**TEXTE SOURCE:**
16 mai 2009 : le cabinet d’expertise Syndex confirme la viabilité du site.
19 mai 2009 : le juge des référés du TGI de Toulouse ordonne la suspension du plan social, « tant que le CE n’aura pas été régulièrement informé et consulté ».
18 juin 2009 : la direction fait appel de cette décision.
7 juillet 2009 : début d’une grève illimitée chez Molex. Les salariés contestent le caractère économique de la fermeture. (Voir la vidéo)
03 août 2009 : Christian Estrosi, Ministre de l’Industrie, laisse entendre, sur Europe 1, que des repreneurs sont sur les rangs.
5 août 2009 : abandon des discussions avec un éventuel repreneur. Un dirigeant du groupe est bousculé par des salariés en colère.

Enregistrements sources
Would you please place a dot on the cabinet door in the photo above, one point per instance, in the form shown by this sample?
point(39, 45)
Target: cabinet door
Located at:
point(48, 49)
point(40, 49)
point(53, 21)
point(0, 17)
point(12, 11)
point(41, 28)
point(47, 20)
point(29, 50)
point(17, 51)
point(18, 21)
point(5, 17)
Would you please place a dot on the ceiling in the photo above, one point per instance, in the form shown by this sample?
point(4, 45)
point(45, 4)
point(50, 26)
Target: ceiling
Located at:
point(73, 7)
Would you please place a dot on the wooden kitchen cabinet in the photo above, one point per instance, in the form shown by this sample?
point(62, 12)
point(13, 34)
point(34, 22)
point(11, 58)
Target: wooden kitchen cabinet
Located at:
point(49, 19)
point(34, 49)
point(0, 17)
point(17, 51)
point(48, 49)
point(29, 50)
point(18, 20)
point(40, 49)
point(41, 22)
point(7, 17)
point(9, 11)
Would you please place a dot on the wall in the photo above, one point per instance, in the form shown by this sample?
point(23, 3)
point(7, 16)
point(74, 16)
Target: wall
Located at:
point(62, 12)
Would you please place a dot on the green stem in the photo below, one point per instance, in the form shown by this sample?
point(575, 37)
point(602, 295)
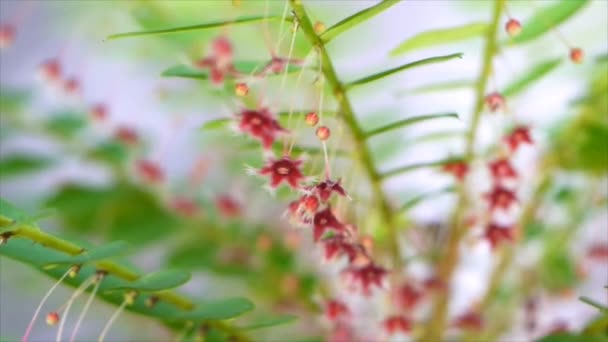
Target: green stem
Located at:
point(348, 117)
point(435, 329)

**CONSIGNES:**
(a) Filtrez les enregistrements sources et recopiez chaque ligne contenant la chaîne « ceiling ».
(b) Rédigez la suite de la chronologie du conflit chez Molex en enchaînant après sa dernière entrée.

**RÉPONSES PAR TÂCHE:**
(a)
Would you please place a dot on the ceiling in the photo above, one point per instance, in the form shown by this sample?
Target: ceiling

(b)
6 août 2009 : la direction de Molex décide de fermer l’usine de Villemur jusqu’à nouvel ordre, après les incidents de la veille. Les salariés saisissent l’Inspection du travail. (Voir la vidéo)
11 août 2009 : le juge des référés du TGI de Toulouse rejette la fermeture provisoire décidée par la direction « par mesure de sécurité ». Molex n’obtempère pas.
13 août 2009 : nomination d’un médiateur par le Ministère de l’Industrie. Il s’agit de Francis Latarche, ancien directeur de la Direction du Travail et de l’emploi.
31 août 2009 : la direction conditionne le paiement des salaires du mois d’août à la signature du plan social avant le 15 septembre.
3 septembre 2009 : les salariés assignent la direction aux Prud’hommes pour le paiement des salaires du mois d’août.
14 septembre 2009 : Christian Estrosi présente un repreneur, le fonds de pension HIG. L’Etat s’engagerait à hauteur de 6,7 millions d’Euros, le repreneur HIG Capital avec 1 millions d’Euros sous forme de prêt. 15 à 20 personnes seraient reprises. (Voir la vidéo)
15 septembre 2009 : une assemblée générale du personnel vote pour que les élus se prononcent sur le plan social, lequel est donc entériné. (Voir la vidéo)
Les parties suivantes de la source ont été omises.